(Object location annotation data)
▬▬▬▬▬▬

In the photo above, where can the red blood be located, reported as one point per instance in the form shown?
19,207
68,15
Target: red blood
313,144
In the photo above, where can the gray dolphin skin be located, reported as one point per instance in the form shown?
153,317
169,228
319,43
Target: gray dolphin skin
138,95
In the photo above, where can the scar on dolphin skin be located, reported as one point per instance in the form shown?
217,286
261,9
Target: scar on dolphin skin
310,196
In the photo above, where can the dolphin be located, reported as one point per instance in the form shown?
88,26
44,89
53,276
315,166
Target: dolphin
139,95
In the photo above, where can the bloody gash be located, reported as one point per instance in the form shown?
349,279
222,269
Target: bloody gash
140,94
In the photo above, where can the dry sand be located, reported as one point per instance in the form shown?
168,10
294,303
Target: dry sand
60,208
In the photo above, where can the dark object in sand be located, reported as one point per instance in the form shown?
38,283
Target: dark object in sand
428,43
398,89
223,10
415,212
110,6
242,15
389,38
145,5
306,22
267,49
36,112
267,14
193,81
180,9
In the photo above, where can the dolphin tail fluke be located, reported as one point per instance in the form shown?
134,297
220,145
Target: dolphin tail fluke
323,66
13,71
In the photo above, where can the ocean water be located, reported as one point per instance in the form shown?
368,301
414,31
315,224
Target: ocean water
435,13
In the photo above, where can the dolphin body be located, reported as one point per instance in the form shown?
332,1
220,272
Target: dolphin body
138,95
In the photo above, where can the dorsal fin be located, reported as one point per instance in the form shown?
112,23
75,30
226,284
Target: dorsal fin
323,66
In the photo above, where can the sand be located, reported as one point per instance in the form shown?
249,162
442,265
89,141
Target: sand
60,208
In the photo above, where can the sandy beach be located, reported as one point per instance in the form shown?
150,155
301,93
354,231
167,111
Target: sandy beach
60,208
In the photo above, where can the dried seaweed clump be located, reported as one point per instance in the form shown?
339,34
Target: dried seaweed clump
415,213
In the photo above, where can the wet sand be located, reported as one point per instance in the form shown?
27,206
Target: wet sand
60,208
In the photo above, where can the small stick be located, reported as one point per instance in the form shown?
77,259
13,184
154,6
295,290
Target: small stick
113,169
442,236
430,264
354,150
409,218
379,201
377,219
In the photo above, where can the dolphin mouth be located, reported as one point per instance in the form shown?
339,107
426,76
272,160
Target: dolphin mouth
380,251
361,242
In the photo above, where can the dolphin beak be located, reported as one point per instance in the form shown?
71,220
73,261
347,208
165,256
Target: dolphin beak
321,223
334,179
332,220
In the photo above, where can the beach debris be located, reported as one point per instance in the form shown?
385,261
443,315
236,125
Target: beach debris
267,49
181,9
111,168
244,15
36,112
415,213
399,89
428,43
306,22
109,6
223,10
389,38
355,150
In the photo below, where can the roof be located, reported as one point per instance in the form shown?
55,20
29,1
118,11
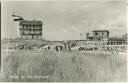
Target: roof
34,22
125,36
100,31
117,39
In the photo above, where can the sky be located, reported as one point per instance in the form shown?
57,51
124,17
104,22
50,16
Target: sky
65,20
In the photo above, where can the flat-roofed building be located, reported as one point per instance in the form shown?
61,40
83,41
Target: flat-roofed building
30,29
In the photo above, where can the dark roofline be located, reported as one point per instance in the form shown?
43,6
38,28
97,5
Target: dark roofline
100,30
33,22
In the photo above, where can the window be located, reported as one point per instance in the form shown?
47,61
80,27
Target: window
96,33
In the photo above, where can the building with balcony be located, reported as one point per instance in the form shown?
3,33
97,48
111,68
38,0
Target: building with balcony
30,29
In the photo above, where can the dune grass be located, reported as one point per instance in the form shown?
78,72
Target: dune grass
47,66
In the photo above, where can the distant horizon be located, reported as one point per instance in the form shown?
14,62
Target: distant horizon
66,20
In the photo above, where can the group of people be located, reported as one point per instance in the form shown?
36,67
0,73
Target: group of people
113,50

▬▬▬▬▬▬

Write out only the lines from the line containing "In the photo below, where" through the end of the material above, both end lines included. Pictures are not written out.

**Solution to this problem:**
In the photo below, where can the roof be located, reported as one point per instance in the form shown?
55,20
29,1
118,11
Target: roof
34,22
125,36
100,31
117,39
In the photo above, where can the sky be located, reported as one point per instance in the form shown?
57,51
124,17
104,22
50,16
Target: sky
65,20
In the photo above, where can the flat-roofed building be located, reported as one point per instance in the form shown?
61,40
83,41
Target: flat-roofed building
30,29
In the photo above, where can the dark roofline be located, reported as one point per instance in the form shown?
43,6
38,28
97,5
Target: dark roofline
100,30
33,22
In the photo above, where can the window be located, reported as one point per instance in the form shown?
47,61
80,27
Target: window
96,33
In the photo above, where can the building with balcony be located, reported as one point per instance in the form shown?
3,33
97,48
111,68
38,0
Target: building with balcony
30,29
In the photo above, where can the dune grass be located, reported as one point per instance in the form shown?
78,72
Target: dune grass
47,66
In the photo above, where can the distant horizon be located, reported as one point per instance in the form shown?
14,62
Target: distant horizon
66,20
In the photo above, where can the group of people be located, reported as one point per instance in the form shown?
36,67
0,73
Target: group of people
113,50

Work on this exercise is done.